(WHAT YOU NEED TO DO) Lines holding the string "ceramic" in the listing below are to be copied.

(PROVIDED RECORDS)
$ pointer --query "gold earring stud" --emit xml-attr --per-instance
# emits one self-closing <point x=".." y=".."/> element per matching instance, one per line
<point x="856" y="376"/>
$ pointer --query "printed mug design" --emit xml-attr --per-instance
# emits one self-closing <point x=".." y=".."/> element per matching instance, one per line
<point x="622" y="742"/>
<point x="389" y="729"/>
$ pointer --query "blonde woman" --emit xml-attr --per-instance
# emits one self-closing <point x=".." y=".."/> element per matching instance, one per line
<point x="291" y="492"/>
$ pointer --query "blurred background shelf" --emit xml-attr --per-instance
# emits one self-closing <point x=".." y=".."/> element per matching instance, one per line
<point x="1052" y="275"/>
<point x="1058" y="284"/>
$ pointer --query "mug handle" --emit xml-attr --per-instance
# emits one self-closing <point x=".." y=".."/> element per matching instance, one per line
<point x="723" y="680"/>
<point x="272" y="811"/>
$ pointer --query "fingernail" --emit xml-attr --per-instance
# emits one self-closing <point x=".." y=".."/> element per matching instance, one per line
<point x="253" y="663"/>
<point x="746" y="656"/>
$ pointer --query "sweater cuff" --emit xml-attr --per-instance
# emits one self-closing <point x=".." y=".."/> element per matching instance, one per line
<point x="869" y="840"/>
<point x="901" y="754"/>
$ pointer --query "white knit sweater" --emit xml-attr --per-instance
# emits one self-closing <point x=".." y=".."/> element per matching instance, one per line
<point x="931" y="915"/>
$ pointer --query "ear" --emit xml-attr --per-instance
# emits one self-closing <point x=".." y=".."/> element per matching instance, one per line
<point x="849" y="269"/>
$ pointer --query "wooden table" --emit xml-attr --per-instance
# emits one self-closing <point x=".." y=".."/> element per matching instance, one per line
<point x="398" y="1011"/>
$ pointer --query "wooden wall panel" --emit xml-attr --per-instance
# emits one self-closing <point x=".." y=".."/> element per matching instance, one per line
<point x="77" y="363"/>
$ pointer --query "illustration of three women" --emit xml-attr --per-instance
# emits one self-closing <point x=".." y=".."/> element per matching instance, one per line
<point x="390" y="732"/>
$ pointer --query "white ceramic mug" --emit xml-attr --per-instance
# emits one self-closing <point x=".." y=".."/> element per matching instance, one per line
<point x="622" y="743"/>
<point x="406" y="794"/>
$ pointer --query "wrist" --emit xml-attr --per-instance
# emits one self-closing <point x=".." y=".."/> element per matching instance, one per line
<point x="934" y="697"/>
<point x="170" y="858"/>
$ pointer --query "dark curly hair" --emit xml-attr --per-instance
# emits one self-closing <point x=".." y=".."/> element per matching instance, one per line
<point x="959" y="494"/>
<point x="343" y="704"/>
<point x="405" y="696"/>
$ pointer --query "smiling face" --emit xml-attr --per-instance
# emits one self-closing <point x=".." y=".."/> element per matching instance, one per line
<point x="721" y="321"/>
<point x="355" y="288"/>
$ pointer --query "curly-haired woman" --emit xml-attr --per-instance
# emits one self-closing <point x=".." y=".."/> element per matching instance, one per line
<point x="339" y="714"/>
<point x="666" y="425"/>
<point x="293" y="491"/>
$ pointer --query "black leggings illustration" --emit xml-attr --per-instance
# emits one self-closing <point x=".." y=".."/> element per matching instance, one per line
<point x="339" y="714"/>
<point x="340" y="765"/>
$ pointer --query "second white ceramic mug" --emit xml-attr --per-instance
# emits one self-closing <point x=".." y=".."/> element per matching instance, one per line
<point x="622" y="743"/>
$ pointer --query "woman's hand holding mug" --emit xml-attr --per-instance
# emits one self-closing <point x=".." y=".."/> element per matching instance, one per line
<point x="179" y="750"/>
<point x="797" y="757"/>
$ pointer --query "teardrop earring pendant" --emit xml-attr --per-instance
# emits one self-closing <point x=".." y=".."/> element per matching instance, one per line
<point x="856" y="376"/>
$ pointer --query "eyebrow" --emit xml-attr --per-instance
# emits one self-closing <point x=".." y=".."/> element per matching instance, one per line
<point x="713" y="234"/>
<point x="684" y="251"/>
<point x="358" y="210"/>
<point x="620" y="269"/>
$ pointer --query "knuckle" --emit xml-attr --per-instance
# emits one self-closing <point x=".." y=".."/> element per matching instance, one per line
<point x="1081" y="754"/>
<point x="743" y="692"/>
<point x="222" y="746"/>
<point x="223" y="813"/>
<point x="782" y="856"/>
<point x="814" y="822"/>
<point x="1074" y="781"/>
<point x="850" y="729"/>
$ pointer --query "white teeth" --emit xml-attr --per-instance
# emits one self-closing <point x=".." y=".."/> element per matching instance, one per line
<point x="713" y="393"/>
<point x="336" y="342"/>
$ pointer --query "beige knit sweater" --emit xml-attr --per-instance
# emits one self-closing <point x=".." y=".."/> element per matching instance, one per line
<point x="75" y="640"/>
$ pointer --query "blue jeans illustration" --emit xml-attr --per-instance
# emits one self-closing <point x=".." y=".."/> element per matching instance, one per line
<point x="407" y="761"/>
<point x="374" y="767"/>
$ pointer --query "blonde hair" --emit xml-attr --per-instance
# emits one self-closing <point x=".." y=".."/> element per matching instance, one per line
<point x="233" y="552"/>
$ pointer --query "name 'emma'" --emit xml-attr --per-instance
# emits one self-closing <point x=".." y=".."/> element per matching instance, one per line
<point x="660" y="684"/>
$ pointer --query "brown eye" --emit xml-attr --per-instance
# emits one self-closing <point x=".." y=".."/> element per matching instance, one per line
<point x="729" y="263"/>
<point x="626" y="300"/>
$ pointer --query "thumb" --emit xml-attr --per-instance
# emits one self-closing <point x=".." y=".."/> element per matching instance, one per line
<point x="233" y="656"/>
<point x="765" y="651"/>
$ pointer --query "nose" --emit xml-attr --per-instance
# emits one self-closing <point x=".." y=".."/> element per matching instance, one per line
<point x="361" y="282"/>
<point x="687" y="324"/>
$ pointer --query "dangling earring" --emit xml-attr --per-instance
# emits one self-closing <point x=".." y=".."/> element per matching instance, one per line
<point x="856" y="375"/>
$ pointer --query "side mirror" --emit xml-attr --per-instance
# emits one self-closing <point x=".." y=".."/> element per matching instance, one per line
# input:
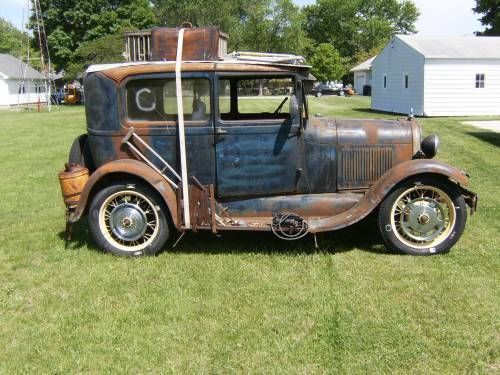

(ANSWER SPACE)
$ pointer --query "white ceramic mug" --emit xml-attr --per-instance
$ pointer --query "second white ceramic mug" --emit xml-attr --per-instance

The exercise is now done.